**Referring expression pointing data:**

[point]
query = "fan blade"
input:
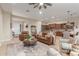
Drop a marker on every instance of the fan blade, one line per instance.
(36, 5)
(49, 4)
(32, 3)
(44, 6)
(39, 7)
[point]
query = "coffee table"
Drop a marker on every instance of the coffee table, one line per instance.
(75, 50)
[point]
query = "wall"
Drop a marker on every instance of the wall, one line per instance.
(1, 26)
(5, 32)
(28, 22)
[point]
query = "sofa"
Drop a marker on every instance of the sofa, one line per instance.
(44, 38)
(23, 35)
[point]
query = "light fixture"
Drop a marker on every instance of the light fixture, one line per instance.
(52, 17)
(41, 3)
(40, 12)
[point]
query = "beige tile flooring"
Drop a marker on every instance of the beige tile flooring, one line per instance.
(3, 47)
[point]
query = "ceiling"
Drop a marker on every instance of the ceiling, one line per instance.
(57, 11)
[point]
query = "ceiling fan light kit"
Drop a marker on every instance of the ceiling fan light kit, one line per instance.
(40, 5)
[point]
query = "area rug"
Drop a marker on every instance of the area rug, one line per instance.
(17, 49)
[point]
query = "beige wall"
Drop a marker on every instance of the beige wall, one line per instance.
(27, 22)
(1, 26)
(5, 32)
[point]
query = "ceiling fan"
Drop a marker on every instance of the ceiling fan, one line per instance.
(40, 5)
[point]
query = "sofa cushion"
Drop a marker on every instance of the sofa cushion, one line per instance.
(66, 46)
(53, 52)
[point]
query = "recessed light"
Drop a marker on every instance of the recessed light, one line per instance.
(52, 17)
(40, 12)
(41, 3)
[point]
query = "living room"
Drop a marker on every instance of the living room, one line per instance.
(35, 29)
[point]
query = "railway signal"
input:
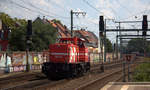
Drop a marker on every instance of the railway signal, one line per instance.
(28, 42)
(144, 25)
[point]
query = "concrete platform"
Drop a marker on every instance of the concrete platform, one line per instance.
(127, 86)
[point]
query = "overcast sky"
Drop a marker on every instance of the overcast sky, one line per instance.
(119, 10)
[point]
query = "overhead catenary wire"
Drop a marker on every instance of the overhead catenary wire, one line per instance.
(95, 8)
(37, 8)
(35, 11)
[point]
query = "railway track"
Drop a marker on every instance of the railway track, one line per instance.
(44, 83)
(20, 78)
(98, 83)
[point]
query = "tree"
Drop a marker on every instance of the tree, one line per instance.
(43, 35)
(136, 45)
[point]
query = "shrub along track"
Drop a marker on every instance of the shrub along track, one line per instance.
(20, 78)
(43, 83)
(83, 83)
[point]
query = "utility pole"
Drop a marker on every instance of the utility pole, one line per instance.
(105, 41)
(101, 36)
(28, 43)
(77, 14)
(71, 23)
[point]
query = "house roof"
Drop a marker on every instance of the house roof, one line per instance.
(63, 31)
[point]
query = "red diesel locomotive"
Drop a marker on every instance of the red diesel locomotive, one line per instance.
(68, 58)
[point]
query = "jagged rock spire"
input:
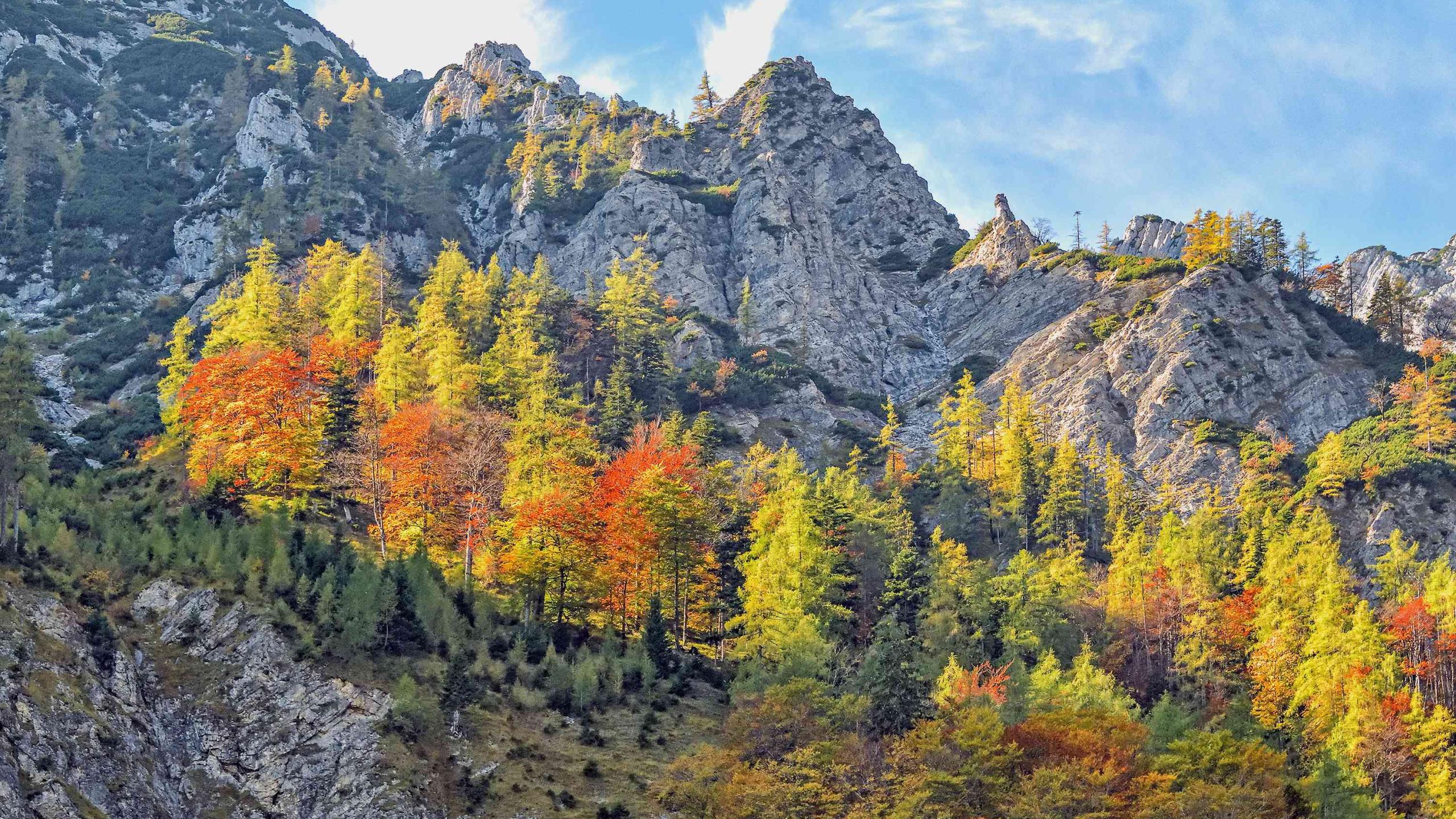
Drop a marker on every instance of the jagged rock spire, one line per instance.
(1004, 209)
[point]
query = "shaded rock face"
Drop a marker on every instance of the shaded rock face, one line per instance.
(1430, 273)
(1212, 346)
(1005, 247)
(1421, 506)
(1152, 237)
(273, 126)
(207, 716)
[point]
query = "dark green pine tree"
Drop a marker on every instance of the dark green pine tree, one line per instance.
(619, 410)
(462, 687)
(654, 637)
(888, 675)
(1275, 247)
(903, 595)
(888, 678)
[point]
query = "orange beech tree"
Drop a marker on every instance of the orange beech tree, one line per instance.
(417, 445)
(648, 499)
(254, 421)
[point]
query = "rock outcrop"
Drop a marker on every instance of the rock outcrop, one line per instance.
(832, 229)
(273, 127)
(206, 714)
(1207, 348)
(1152, 237)
(458, 95)
(1430, 273)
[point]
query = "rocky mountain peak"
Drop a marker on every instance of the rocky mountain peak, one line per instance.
(1004, 209)
(498, 63)
(1152, 237)
(1002, 244)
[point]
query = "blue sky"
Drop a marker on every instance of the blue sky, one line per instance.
(1337, 117)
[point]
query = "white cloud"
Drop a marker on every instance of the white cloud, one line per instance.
(734, 48)
(436, 32)
(944, 32)
(1108, 30)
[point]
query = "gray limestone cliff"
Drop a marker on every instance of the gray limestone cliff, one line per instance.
(1430, 273)
(1152, 237)
(201, 713)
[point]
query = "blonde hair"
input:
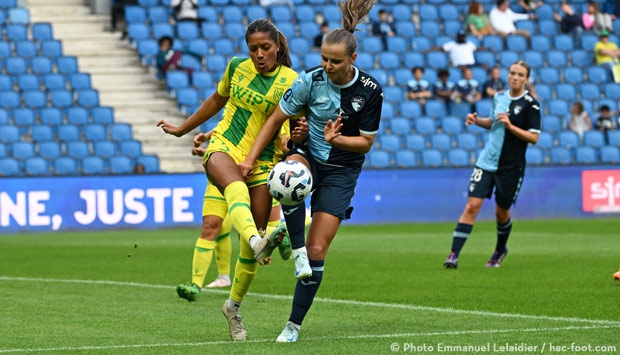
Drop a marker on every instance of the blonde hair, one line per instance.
(353, 11)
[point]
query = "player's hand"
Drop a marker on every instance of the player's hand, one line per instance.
(332, 130)
(247, 168)
(471, 118)
(169, 128)
(300, 132)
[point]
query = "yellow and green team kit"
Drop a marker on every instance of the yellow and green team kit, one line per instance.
(252, 98)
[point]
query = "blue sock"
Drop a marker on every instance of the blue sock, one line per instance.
(503, 232)
(295, 217)
(461, 233)
(305, 291)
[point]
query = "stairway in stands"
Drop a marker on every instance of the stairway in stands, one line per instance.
(134, 92)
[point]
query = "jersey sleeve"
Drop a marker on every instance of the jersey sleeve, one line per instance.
(296, 97)
(371, 114)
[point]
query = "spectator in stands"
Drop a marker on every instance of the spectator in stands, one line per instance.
(503, 20)
(580, 121)
(461, 51)
(185, 10)
(118, 13)
(530, 5)
(318, 39)
(383, 27)
(494, 85)
(596, 20)
(443, 88)
(606, 52)
(571, 22)
(170, 59)
(477, 22)
(418, 88)
(605, 121)
(467, 89)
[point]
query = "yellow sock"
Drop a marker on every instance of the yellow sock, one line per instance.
(245, 272)
(223, 248)
(238, 200)
(203, 253)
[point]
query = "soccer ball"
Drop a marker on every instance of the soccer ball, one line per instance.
(289, 182)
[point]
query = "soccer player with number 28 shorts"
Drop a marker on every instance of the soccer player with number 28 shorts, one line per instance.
(343, 109)
(514, 123)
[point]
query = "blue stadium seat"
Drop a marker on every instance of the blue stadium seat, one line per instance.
(441, 141)
(425, 125)
(104, 149)
(158, 14)
(120, 165)
(595, 139)
(390, 142)
(77, 149)
(597, 75)
(120, 132)
(416, 142)
(557, 59)
(150, 163)
(49, 149)
(54, 81)
(467, 140)
(430, 29)
(102, 115)
(22, 150)
(68, 133)
(459, 157)
(563, 42)
(26, 82)
(410, 109)
(9, 100)
(160, 30)
(24, 117)
(16, 32)
(517, 43)
(65, 166)
(586, 155)
(589, 91)
(67, 65)
(87, 98)
(50, 116)
(51, 49)
(610, 154)
(379, 159)
(16, 66)
(77, 115)
(42, 133)
(561, 155)
(130, 148)
(95, 132)
(26, 49)
(9, 167)
(406, 158)
(435, 108)
(93, 165)
(534, 155)
(568, 139)
(431, 158)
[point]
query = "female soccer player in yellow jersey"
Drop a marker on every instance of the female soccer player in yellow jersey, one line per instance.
(249, 92)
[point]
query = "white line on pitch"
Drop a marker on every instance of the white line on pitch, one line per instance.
(344, 337)
(334, 301)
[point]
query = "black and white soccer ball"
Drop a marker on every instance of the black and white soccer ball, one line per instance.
(290, 182)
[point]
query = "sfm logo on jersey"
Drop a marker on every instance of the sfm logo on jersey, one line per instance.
(601, 191)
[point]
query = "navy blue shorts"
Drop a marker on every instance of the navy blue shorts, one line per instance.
(482, 183)
(334, 186)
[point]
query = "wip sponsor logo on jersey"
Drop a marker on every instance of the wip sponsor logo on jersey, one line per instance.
(601, 191)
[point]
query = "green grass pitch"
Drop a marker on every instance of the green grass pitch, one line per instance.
(384, 291)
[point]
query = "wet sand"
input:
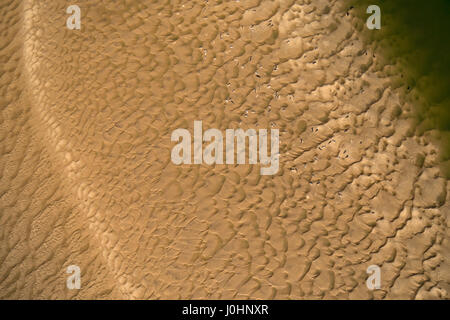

**TASK REQUIREMENTS:** Your answer must be an exact copy of the records, with every picture left out.

**REPLY TO THE EXERCISE:**
[point]
query = "fan blade"
input:
Drop a marker on every instance of the fan blade, one line per instance.
(36, 5)
(49, 4)
(32, 3)
(44, 6)
(39, 7)
[point]
query = "coffee table"
Drop a marker on every instance of the coffee table, one line per instance.
(75, 50)
[point]
query = "wall"
Drop a marker on every instance of the wall, one line per instance.
(1, 26)
(5, 32)
(28, 22)
[point]
query = "sofa"
Drop a marker on every instance of the sofa, one line per instance.
(44, 38)
(23, 35)
[point]
query = "light fixture"
Drop a marker on every instance of the light fixture, one line per instance.
(52, 17)
(41, 3)
(40, 12)
[point]
query = "beige tile flooring"
Drop a marker on every instance of the beige tile flooring, one line per instance.
(3, 47)
[point]
query = "ceiling"
Drop a marker on every instance of the ceiling, one line per instance.
(57, 11)
[point]
query = "ceiling fan light kit"
Drop a marker on every instance of the ceiling fan light kit, one line per instance.
(40, 5)
[point]
query = "area rug"
Drop a marker on every instance of the area rug, one line per instance.
(17, 49)
[point]
query = "beige wall"
Drop a marker on every instance of the beige wall, one line per instance.
(27, 22)
(1, 26)
(5, 32)
[point]
query = "ceiling fan"
Drop a marker on every instance of the ceiling fan, one line per instance.
(40, 5)
[point]
query = "sofa cushion"
Drop a marker on every instance of the sofa cushion, one line per instance.
(66, 46)
(53, 52)
[point]
query = "recessed light"
Drop a marker on every instance of the recessed light, one line per instance.
(52, 17)
(40, 12)
(41, 3)
[point]
query = "living room"
Drop a marker on every instance of the living room, one line per instance.
(35, 29)
[point]
query = "railway signal"
input:
Drop a marker on every instance of the railway signal, one line per instance.
(28, 42)
(144, 25)
[point]
query = "concrete platform"
Drop a marker on every instance of the concrete platform, one line per instance.
(127, 86)
[point]
query = "overcast sky"
Drop a marker on every instance of the overcast sky, one line per instance.
(119, 10)
[point]
query = "overhead catenary wire"
Drop a marker on every instance of the overhead catenary wire, one line per instance.
(95, 8)
(37, 8)
(35, 11)
[point]
query = "railway track"
Drop a marker on every instance of the railway track, one line per instance.
(44, 83)
(20, 78)
(98, 83)
[point]
query = "tree"
Drop a marker on every instance of the tree, one line per instance.
(43, 35)
(136, 45)
[point]
query = "shrub along track"
Drop a marker on every instance of the shrub along track, one line per instance.
(20, 78)
(43, 83)
(83, 83)
[point]
query = "utility pole"
Drop a marker on every instance of the utility pole, one line per instance.
(105, 41)
(101, 36)
(28, 43)
(77, 14)
(71, 23)
[point]
query = "house roof"
Drop a marker on every instance of the house roof, one line per instance.
(63, 31)
[point]
query = "red diesel locomotive"
Drop a marker on every instance of the red diesel locomotive, one line per instance.
(68, 58)
[point]
query = "jagged rock spire"
input:
Drop a marker on every instance of the jagged rock spire, one line per instance.
(1004, 209)
[point]
query = "shaded rock face"
Drop a marker on every instance of the shaded rock face, one line per instance.
(1430, 273)
(1212, 346)
(1005, 247)
(1421, 506)
(1152, 237)
(273, 126)
(207, 716)
[point]
query = "dark green pine tree"
Drop a marker on every instance of the dark green pine tree, one line per instance.
(619, 410)
(462, 687)
(654, 637)
(888, 675)
(1275, 247)
(903, 595)
(888, 678)
[point]
query = "orange beech tree"
Drop a marker on every instance of the orange beech tree, one line per instance.
(417, 445)
(648, 499)
(254, 421)
[point]
query = "rock outcrop"
Drop a marker on every instance of the rock outcrop, one line per instance.
(832, 229)
(273, 127)
(206, 714)
(1207, 348)
(1152, 237)
(458, 95)
(1430, 273)
[point]
query = "rocky mountain peak"
Drop a marker on every instance of the rocky mountain peak, one line per instance.
(1004, 209)
(498, 63)
(1152, 237)
(1002, 244)
[point]
query = "blue sky"
Drop a marker on every instance of the blue sky, one line per instance.
(1337, 117)
[point]
query = "white cloud"
Drop a marker on every instance of the white cloud, one line per instance.
(734, 48)
(436, 32)
(944, 32)
(1108, 30)
[point]
query = "gray limestone cliff"
Drop a marker on every instance of the gray limestone cliff, one line per instance.
(1430, 273)
(1152, 237)
(201, 713)
[point]
query = "blonde hair"
input:
Drop a marker on every instance of the blonde hair, one line per instance.
(353, 11)
[point]
query = "player's hand"
Drop a marker on every instance of the player's hand, one line per instance.
(332, 130)
(247, 168)
(471, 118)
(169, 128)
(300, 132)
[point]
query = "yellow and green team kit"
Drop a marker on every instance of the yellow and green team kit, one line per instance.
(252, 98)
[point]
query = "blue sock"
Drop a marker on every instance of the blue sock, one line per instance.
(503, 232)
(295, 217)
(461, 233)
(305, 291)
[point]
query = "stairway in stands"
Drop a marker on every instance of the stairway in stands, one line per instance.
(134, 92)
[point]
query = "jersey sleeve"
Drop a marker on every instance of the jersey sleeve, one line per instance.
(296, 97)
(371, 114)
[point]
query = "spectator in stands"
Drop a marker on every instance of the spectator in stands, one line per instance.
(503, 20)
(580, 121)
(461, 51)
(185, 10)
(118, 13)
(530, 5)
(318, 39)
(383, 27)
(494, 85)
(596, 20)
(443, 88)
(606, 52)
(571, 22)
(170, 59)
(477, 22)
(418, 88)
(605, 121)
(467, 89)
[point]
query = "yellow sock"
Drop a marker on every instance of the yellow sock, one line per instance.
(245, 272)
(223, 248)
(238, 200)
(203, 253)
[point]
query = "soccer ball"
Drop a marker on every instance of the soccer ball, one line per instance.
(289, 182)
[point]
query = "soccer player with number 28 shorts"
Drop a marker on every instance of the soccer player with number 28 shorts, one line per instance.
(343, 109)
(514, 123)
[point]
query = "blue stadium seat"
Drop a marker on every instance of the blue stadium seat, one line per instance.
(441, 141)
(425, 125)
(104, 149)
(158, 14)
(120, 165)
(595, 139)
(390, 142)
(77, 149)
(597, 75)
(120, 132)
(416, 142)
(557, 59)
(150, 163)
(49, 149)
(54, 81)
(467, 140)
(430, 29)
(102, 115)
(22, 150)
(68, 133)
(459, 157)
(563, 42)
(26, 82)
(410, 109)
(9, 100)
(160, 30)
(24, 117)
(16, 32)
(517, 43)
(65, 166)
(586, 155)
(589, 91)
(67, 65)
(87, 98)
(50, 116)
(51, 49)
(610, 154)
(379, 159)
(16, 66)
(77, 115)
(42, 133)
(561, 155)
(130, 148)
(95, 132)
(26, 49)
(9, 167)
(406, 158)
(435, 108)
(93, 165)
(534, 155)
(568, 139)
(431, 158)
[point]
query = "female soccer player in yellow jersey"
Drop a marker on every instance of the female soccer player in yellow jersey, one line per instance.
(249, 92)
[point]
query = "white line on pitch"
Drop a marker on every instance of the white line on pitch, one line per instance.
(344, 337)
(334, 301)
[point]
query = "black and white soccer ball"
Drop a marker on every instance of the black and white soccer ball, one line per instance.
(290, 182)
[point]
query = "sfm logo on jersey"
Drop a marker on every instance of the sfm logo on jersey, one line per instance.
(601, 191)
[point]
query = "navy blue shorts"
Drop a marker on every instance of the navy blue shorts, one line per instance.
(482, 183)
(334, 186)
[point]
query = "wip sponsor logo on jersey"
Drop a marker on every instance of the wip sponsor logo on jersey, one line per instance.
(601, 191)
[point]
query = "green grass pitch"
Drop a marker on every instance of the green grass pitch, one line per instance.
(384, 291)
[point]
query = "wet sand"
input:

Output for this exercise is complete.